Supplied text -
I am beginning this series of posts on domesticity anew in the midst of five related global responses to five related global crises: the Black Lives Matters movement that responds to systemic racism, and especially police assaults and murders of people of color; the movement to contain and limit the spread of COVID-19; the MeToo movement that responds to systemic sexism, and especially the harassment, assault, and rape of women; the movements to respond to the current economic and political crises that expose the injustice and cruelty of dominant political and economic systems; and the movements that respond the climate and extinction crises that are already extinguishing vast numbers of species and threaten to make our earth uninhabitable for vast numbers more, as well as for most of our descendants.

Data under study -

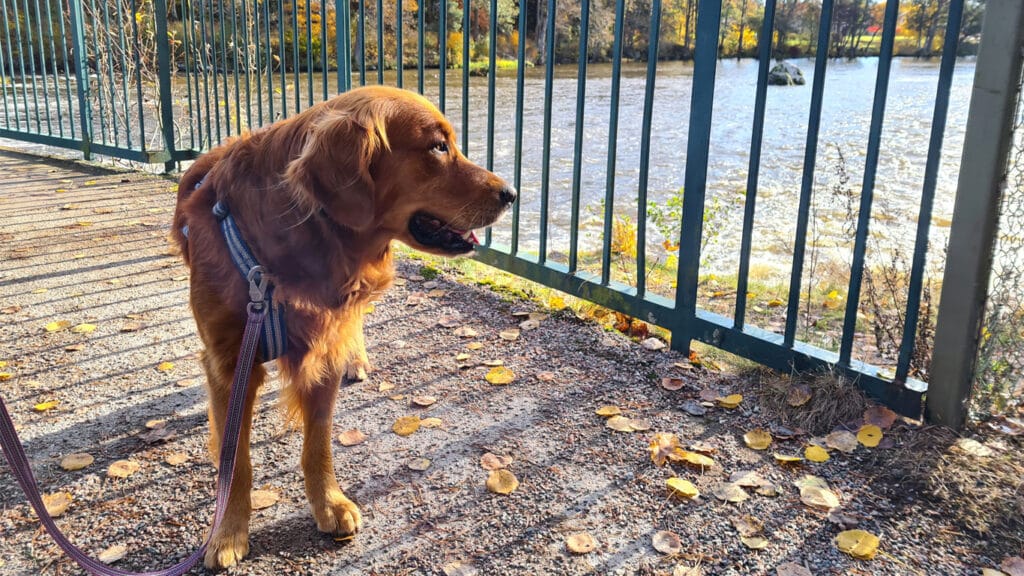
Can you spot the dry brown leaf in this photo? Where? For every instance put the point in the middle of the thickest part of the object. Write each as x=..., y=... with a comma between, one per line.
x=406, y=425
x=729, y=492
x=581, y=543
x=758, y=439
x=352, y=437
x=817, y=497
x=858, y=543
x=76, y=461
x=502, y=482
x=418, y=464
x=123, y=468
x=844, y=441
x=424, y=401
x=798, y=395
x=1013, y=566
x=816, y=454
x=491, y=461
x=56, y=503
x=682, y=488
x=667, y=542
x=747, y=525
x=792, y=569
x=176, y=458
x=869, y=436
x=113, y=553
x=500, y=375
x=672, y=384
x=260, y=499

Required actions -
a: Write out the part of the domesticity post that begins at the words "I am beginning" and stops after "of our descendants.".
b: Translate this sentence from the domesticity post into Spanish: "I am beginning this series of posts on domesticity anew in the midst of five related global responses to five related global crises: the Black Lives Matters movement that responds to systemic racism, and especially police assaults and murders of people of color; the movement to contain and limit the spread of COVID-19; the MeToo movement that responds to systemic sexism, and especially the harassment, assault, and rape of women; the movements to respond to the current economic and political crises that expose the injustice and cruelty of dominant political and economic systems; and the movements that respond the climate and extinction crises that are already extinguishing vast numbers of species and threaten to make our earth uninhabitable for vast numbers more, as well as for most of our descendants."
c: Pick up the domesticity post where it stops and keep writing.
The data has no connection to the domesticity post.

Responses -
a:
I am beginning this series of posts on domesticity anew in the midst of five related global responses to five related global crises: the Black Lives Matters movement that responds to systemic racism, and especially police assaults and murders of people of color; the movement to contain and limit the spread of COVID-19; the MeToo movement that responds to systemic sexism, and especially the harassment, assault, and rape of women; the movements to respond to the current economic and political crises that expose the injustice and cruelty of dominant political and economic systems; and the movements that respond the climate and extinction crises that are already extinguishing vast numbers of species and threaten to make our earth uninhabitable for vast numbers more, as well as for most of our descendants.

b: Empiezo de nuevo esta serie de entradas sobre la domesticidad en medio de cinco respuestas globales interrelacionadas a cinco crisis globales interrelacionadas: el movimiento Black Lives Matters, que responde al racismo sistémico y, en especial, a las agresiones y los asesinatos de personas de color por parte de la policía; el movimiento para contener y limitar la propagación de la COVID-19; el movimiento MeToo, que responde al sexismo sistémico y, en especial, al acoso, la agresión y la violación de mujeres; los movimientos para responder a las actuales crisis económicas y políticas que dejan al descubierto la injusticia y la crueldad de los sistemas políticos y económicos dominantes; y los movimientos que responden a las crisis del clima y de la extinción, que ya están extinguiendo un enorme número de especies y amenazan con volver nuestra tierra inhabitable para muchísimas más, así como para la mayoría de nuestros descendientes.

c:
These crises and responses to them reveal an underlying struggle between the ways we actually find and make a home in the world for ourselves, our families, and communities and inherently destructive ways of treating each other, other beings, and the world that have seemingly come, over the past ten to thirteen millennia, to dominate our lives. I say “seemingly” because, if the destructive ways actually wholly dominated, we would not have continued to exist as sentient social beings.
A single word for what lies at the heart of this struggle is domesticity. The definition of domesticity is “home or family life” (Apple Dictionary, version 2.2.2, 2005-2017). This definition calls explicit attention to three human universals. (1) We are living beings. (2) We only live to the extent we find and make homes in the world. (3) We only live to the extent that we sustain each other in families. Implicit in these three explicit universals are two more. (4) We live only as bodies. (5) As bodies and families who live in homes, we are communities of communities that only exist in relation to and as participants in multiple other communities.
In future posts, I will describe how struggles between sustainable and destructive domesticities lie at the heart of the crises we are facing. I will analyze how destructive domesticities grow out of ways we seek to defend our lives, bodies, homes, families, and communities against existential threats. And I will identify how we can strengthen and amplify the ways we and all the other beings in the world actually make homes together and sustain each other.